***** Extract *****

Known examples of negative refraction in metamaterials do not distinguish between positive and negative angles of incidence. A group of scientists led by Cnr Nano have shown that it is possible to break this symmetry using a simple design, and demonstrate it using a mechanical metamaterial working at GHz frequencies. The study, published in Nature Communications, is another step towards the control of GHz mechanical waves and can help the evolution of the modern technologies based on GHz nanomechanics.

 

In recent years it has been possible to overcome the limitations of ordinary materials by means of the so-called metamaterials, which consist of arrangements of small elements, artificially fabricated with special shapes, such that their properties are not found in usual materials. Now Alessandro Pitanti and Simone Zanotto from Cnr Nano in collaboration with Istituto Officina dei Materiali Cnr and the Paul Drude Institute have engineered a new metamaterial showing a not-yet-observed phenomenon, that was given the name of asymmetric negative refraction.

***** Stored rows *****

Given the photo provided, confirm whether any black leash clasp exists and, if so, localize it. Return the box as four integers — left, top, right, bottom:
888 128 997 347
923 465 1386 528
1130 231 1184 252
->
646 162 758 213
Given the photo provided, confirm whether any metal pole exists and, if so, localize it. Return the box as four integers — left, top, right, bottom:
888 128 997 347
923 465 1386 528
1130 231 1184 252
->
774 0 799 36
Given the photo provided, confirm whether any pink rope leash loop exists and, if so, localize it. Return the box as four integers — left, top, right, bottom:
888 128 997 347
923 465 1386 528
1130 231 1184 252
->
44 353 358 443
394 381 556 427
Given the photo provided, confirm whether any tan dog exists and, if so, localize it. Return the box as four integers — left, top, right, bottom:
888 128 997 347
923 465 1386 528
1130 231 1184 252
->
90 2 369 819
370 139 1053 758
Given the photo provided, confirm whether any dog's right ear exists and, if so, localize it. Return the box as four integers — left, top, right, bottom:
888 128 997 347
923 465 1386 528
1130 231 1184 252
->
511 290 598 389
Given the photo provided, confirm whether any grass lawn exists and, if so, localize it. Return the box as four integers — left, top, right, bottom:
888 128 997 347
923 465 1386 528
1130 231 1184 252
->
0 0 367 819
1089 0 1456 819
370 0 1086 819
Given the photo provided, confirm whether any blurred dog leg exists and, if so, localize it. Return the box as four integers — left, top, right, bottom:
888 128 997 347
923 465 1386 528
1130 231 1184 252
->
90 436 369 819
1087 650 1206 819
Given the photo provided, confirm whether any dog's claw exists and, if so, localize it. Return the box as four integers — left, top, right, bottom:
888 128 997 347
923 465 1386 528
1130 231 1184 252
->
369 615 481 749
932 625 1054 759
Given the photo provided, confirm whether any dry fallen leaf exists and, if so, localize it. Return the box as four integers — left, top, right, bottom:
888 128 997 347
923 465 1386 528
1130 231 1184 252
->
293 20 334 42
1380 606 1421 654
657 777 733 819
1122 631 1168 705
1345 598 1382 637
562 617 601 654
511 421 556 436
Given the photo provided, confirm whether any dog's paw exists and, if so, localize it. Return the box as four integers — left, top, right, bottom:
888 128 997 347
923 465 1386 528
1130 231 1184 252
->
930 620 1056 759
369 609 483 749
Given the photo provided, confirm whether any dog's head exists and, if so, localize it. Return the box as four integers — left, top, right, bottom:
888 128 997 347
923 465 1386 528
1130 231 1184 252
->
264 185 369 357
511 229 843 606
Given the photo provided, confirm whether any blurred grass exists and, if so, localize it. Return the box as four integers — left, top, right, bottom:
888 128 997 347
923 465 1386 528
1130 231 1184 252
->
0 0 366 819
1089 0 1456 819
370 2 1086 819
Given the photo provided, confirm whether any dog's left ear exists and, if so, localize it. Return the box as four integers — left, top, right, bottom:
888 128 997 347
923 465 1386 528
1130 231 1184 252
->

*****

What to produce:
Please explain, in one to three sentences, how metamaterials overcome the limitations of ordinary materials, according to the metamaterials extract.

Result:
Metamaterials consist of arrangements of small elements that are artificially fabricated with special shapes. Because of this design, they have properties that are not found in usual materials, which lets them go beyond the limitations of ordinary materials.